▸ **ASSIGNED TASK 1**
In the passage about the family's dogs, which dog routinely wins the Best Morning Couch Snuggler Award?
▸ **ASSIGNED TASK 2**
From the passage about the family's dogs, extract the wording that begins at "Everyone has a" and runs up to and including "shut around us.".

The bad puppies, my husband would reply, off somewhere else in the house.
We divided them so many ways. The boys and the girls. The good puppies - Graham and Molly - and the bad puppies - Sofie and Hunter. They weren't bad, not really, they were just rambunctious and troublesome when they were younger, and somewhere along the line, christened by who they were. Graham is the sweetest. He still fully believes that he only weighs 8 pounds, he prances through the world, he has an innocence to his soul that is born of a life where you are confidently loved from the start. Molly is the cutest, she adorably leaps and pounces and jumps when she barks. Hunter is the loudest, but also the snuggliest. He routinely wins the Best Morning Couch Snuggler Award; but man, he barks too much. Sofie - she's just the best. She tries the hardest, she listens better than any of our other dogs, and no matter who you call from the upstairs bedroom, she comes running.
Everyone has a family that looks different, and you can never know from the outside why it is that way. No one can see what they tried to create and failed, or when they questioned their future, or the decisions that they made on how to fill up their lives, on what kind of love became home. I never dreamt of having dogs, not one - certainly not four. But after my divorce was final in 2009, I decided to adopt Graham, an 8-pound puffball that peed on the Christmas tree and curled up in my running shoes and helped to heal over the cracks. One became two, became three, four. We didn't understand that we had been less than whole until we were a family of six, and then it was like we had never been any less. A force greater than what we could choose; once we were complete, the door slipped shut around us.

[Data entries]

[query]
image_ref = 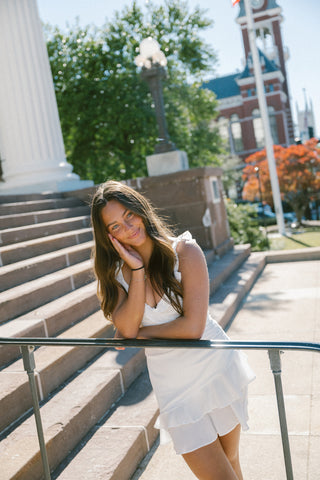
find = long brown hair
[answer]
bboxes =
[91,180,183,318]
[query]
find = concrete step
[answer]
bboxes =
[0,282,99,368]
[0,192,64,203]
[0,347,145,480]
[129,253,266,480]
[0,241,93,292]
[208,244,250,295]
[55,371,159,480]
[0,197,84,215]
[0,228,92,266]
[0,215,90,245]
[209,253,266,329]
[0,311,114,431]
[0,205,90,230]
[0,260,94,323]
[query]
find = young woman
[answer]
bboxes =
[92,181,254,480]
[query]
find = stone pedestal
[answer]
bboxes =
[147,150,189,177]
[0,0,92,194]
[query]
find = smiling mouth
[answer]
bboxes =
[129,229,139,240]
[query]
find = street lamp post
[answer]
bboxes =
[254,166,269,248]
[244,0,285,235]
[135,37,176,153]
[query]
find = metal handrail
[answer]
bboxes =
[0,337,320,480]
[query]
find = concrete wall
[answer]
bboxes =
[64,167,233,255]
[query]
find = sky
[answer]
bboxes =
[37,0,320,136]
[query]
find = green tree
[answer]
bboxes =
[226,199,268,251]
[45,0,220,183]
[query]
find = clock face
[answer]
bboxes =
[251,0,264,9]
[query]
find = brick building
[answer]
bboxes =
[203,0,295,159]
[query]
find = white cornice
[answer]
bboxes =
[236,7,283,25]
[236,70,284,87]
[241,15,283,30]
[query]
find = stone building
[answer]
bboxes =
[203,0,295,160]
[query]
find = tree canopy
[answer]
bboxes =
[45,0,220,183]
[242,138,320,222]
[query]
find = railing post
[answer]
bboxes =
[20,346,51,480]
[268,349,293,480]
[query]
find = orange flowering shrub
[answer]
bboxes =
[242,138,320,222]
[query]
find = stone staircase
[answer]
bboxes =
[0,194,263,480]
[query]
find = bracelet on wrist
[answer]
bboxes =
[131,265,144,272]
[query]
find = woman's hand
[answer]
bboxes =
[108,233,143,269]
[113,329,125,350]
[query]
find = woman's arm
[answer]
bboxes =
[109,235,146,338]
[138,241,209,339]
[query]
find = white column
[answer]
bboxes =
[0,0,92,194]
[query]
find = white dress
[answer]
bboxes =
[117,232,255,454]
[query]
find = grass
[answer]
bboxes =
[269,228,320,250]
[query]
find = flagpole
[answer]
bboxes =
[244,0,286,235]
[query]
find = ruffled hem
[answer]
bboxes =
[154,388,249,454]
[155,351,255,430]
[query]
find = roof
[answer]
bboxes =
[201,49,280,100]
[201,73,240,100]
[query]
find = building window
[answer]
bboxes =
[252,108,265,149]
[252,107,279,149]
[268,107,279,145]
[218,117,230,148]
[209,177,221,203]
[230,113,243,152]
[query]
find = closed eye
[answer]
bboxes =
[111,223,120,232]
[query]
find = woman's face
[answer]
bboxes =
[101,200,147,248]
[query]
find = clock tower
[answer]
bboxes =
[236,0,294,143]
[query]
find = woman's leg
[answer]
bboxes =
[219,425,243,480]
[182,434,242,480]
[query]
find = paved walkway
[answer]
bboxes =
[132,260,320,480]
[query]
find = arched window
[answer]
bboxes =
[252,107,279,148]
[230,113,243,152]
[268,107,279,145]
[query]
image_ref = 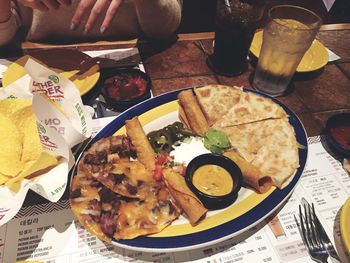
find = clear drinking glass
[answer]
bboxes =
[207,0,265,76]
[253,5,321,97]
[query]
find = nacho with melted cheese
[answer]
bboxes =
[70,118,187,242]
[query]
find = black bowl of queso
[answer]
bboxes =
[185,153,242,210]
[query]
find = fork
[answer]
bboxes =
[294,204,328,263]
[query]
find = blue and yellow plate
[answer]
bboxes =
[73,89,308,252]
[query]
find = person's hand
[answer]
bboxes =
[71,0,123,33]
[19,0,72,11]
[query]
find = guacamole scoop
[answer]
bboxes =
[204,129,231,154]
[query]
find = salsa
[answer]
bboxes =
[330,125,350,150]
[104,73,147,100]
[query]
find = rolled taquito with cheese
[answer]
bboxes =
[178,89,209,136]
[224,151,273,194]
[163,168,208,226]
[125,117,155,171]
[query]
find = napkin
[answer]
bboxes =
[0,58,92,226]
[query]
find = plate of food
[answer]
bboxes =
[250,30,329,72]
[2,49,100,96]
[70,85,308,252]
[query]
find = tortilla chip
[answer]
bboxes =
[0,112,23,176]
[0,98,32,117]
[0,174,10,185]
[13,106,43,162]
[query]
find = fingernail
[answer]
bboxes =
[70,23,77,31]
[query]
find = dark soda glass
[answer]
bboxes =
[207,0,264,76]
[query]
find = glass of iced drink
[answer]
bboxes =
[253,5,321,97]
[207,0,265,76]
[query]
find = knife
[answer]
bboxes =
[301,198,341,263]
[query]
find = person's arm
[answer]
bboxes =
[0,0,11,23]
[134,0,182,38]
[0,0,19,46]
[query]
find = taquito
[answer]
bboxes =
[178,89,209,136]
[125,116,155,171]
[163,168,208,226]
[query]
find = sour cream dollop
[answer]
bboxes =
[170,137,210,166]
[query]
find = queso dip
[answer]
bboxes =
[192,164,233,196]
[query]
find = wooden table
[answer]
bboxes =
[139,25,350,136]
[2,24,350,263]
[4,24,350,206]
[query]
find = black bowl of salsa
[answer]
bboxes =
[326,113,350,158]
[101,68,152,110]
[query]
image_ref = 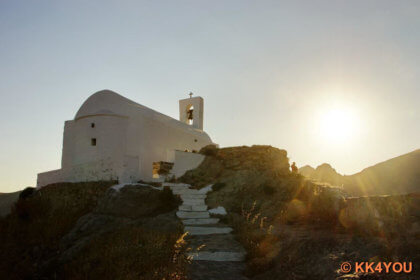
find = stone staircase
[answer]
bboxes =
[163,183,247,280]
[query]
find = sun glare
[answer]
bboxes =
[319,108,360,144]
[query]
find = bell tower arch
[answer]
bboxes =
[179,93,204,130]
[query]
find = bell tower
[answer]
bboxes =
[179,92,204,130]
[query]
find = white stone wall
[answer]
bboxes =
[171,151,205,178]
[37,91,212,186]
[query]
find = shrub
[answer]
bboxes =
[262,185,276,195]
[212,182,226,191]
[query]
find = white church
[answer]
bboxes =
[37,90,213,187]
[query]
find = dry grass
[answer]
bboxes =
[0,182,185,279]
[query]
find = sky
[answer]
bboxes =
[0,0,420,192]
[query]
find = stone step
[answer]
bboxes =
[176,211,210,219]
[187,251,245,262]
[182,218,219,225]
[181,193,207,200]
[178,204,191,211]
[184,226,232,235]
[178,204,207,212]
[187,233,245,253]
[172,189,200,195]
[162,182,191,188]
[182,198,206,205]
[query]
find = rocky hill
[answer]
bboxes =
[0,146,420,280]
[299,150,420,196]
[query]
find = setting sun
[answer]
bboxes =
[319,107,360,144]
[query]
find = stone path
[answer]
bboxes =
[163,183,248,280]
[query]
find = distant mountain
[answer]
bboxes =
[299,149,420,196]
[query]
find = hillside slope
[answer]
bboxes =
[180,146,420,280]
[0,182,183,279]
[0,191,20,217]
[299,149,420,196]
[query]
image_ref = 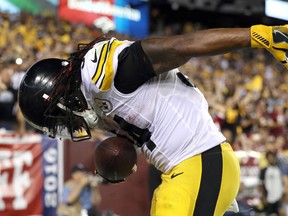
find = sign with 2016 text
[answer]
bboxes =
[0,133,58,216]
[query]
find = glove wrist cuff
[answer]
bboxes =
[250,25,272,49]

▸ **EXERCISE RESPONSE 1**
Hunter

▸ **EXERCISE RESPONSE 2**
Everyone has a family that looks different, and you can never know from the outside why it is that way. No one can see what they tried to create and failed, or when they questioned their future, or the decisions that they made on how to fill up their lives, on what kind of love became home. I never dreamt of having dogs, not one - certainly not four. But after my divorce was final in 2009, I decided to adopt Graham, an 8-pound puffball that peed on the Christmas tree and curled up in my running shoes and helped to heal over the cracks. One became two, became three, four. We didn't understand that we had been less than whole until we were a family of six, and then it was like we had never been any less. A force greater than what we could choose; once we were complete, the door slipped shut around us.